*Task directions*. Hand back all of the records exactly as they read.

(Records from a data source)
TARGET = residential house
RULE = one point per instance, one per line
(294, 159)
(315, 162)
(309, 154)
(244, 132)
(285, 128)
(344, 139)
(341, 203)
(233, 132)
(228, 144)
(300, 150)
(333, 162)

*Completed exercise*.
TARGET = residential house
RULE = one point per instance, one per line
(294, 159)
(315, 162)
(309, 154)
(244, 132)
(285, 128)
(344, 139)
(341, 203)
(233, 132)
(228, 144)
(300, 150)
(333, 162)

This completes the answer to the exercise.